----- READING TEXT -----

Consider $k$ sets $S_1, S_2, \ldots, S_k$, of the following properties:
- For every $i$, $\left|S_i\right| = p$
- For every pair of $i$ and $j$, $\left|S_i \cap S_j\right| = \frac{p}{2}$
Now I need to find the minimum of $\left|\bigcup S_i\right|$ in terms of $k$ and $p$.
(Assume $p$ is large enough to be divisible by any small enough integers)
Via trial and error I suspect the answer to be $$\frac{\left(2^{m + 1} - 1\right)p}{2^m}$$ where $m = \lfloor\log_2 k\rfloor$, but cannot prove it.
That's also why I give that assumption about $p$, so that one do not need to worry about the situation where $\frac{p}{2^m}$ is not an integer.
Edition: actually, I verified that my suspected answer is wrong. For example, when $k = 5$, I managed to construct the sets using $\frac{5p}{6}$ elements. Now I am not sure what the actual answer should be. :(
Correction: I think I had mistaken $p$ with another variable I used in a larger problem where this proof is required, when giving the $\frac{5p}{6}$ lower bound in the edition above. It should be $\frac{5p}{3}$.

----- DATA PROVIDED -----

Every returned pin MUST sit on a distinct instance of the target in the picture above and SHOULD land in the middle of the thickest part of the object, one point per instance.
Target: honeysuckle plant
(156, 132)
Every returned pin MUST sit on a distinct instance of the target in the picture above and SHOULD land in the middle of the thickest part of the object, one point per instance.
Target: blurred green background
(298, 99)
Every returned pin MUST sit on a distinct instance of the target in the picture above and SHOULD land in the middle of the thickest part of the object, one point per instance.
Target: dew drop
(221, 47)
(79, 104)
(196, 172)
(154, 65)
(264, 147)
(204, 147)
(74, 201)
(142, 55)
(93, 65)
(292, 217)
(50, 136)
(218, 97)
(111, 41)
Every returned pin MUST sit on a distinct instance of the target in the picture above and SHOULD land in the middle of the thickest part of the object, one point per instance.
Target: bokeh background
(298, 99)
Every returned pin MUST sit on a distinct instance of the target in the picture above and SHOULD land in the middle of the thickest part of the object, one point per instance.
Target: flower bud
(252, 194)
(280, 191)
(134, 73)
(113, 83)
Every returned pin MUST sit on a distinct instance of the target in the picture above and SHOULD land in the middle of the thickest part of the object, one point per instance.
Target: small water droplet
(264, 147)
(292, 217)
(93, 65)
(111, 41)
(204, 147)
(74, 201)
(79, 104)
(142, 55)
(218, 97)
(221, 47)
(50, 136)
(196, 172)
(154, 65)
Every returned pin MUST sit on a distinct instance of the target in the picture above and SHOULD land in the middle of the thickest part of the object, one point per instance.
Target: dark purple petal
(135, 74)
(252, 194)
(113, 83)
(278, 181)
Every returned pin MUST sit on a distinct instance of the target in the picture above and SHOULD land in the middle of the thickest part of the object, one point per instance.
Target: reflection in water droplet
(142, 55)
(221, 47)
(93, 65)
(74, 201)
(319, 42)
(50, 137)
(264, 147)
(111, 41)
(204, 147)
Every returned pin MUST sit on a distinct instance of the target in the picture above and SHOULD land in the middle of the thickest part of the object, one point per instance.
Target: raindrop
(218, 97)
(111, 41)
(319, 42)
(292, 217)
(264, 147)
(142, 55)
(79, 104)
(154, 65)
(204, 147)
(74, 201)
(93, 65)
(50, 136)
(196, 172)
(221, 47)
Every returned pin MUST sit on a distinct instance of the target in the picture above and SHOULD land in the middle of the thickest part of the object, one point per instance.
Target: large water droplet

-----

● WHAT IS ASKED:
**a)** Please reproduce the set-intersection post, everything from "Consider $k$ sets" down to "cannot prove it.", switching "trial and error" to "experimentation".
**b)** In the set-intersection post, how is $m$ defined in the suspected answer?
**c)** Name every single-letter variable used in the set-intersection post, not counting the set name $S$.

● EXERCISE ANSWERS:
**a)**
Consider $k$ sets $S_1, S_2, \ldots, S_k$, of the following properties:
- For every $i$, $\left|S_i\right| = p$
- For every pair of $i$ and $j$, $\left|S_i \cap S_j\right| = \frac{p}{2}$
Now I need to find the minimum of $\left|\bigcup S_i\right|$ in terms of $k$ and $p$.
(Assume $p$ is large enough to be divisible by any small enough integers)
Via experimentation I suspect the answer to be $$\frac{\left(2^{m + 1} - 1\right)p}{2^m}$$ where $m = \lfloor\log_2 k\rfloor$, but cannot prove it.

**b)** $m = \lfloor\log_2 k\rfloor$, the floor of the base-2 logarithm of $k$.

**c)** $k$, $p$, $i$, $j$, $m$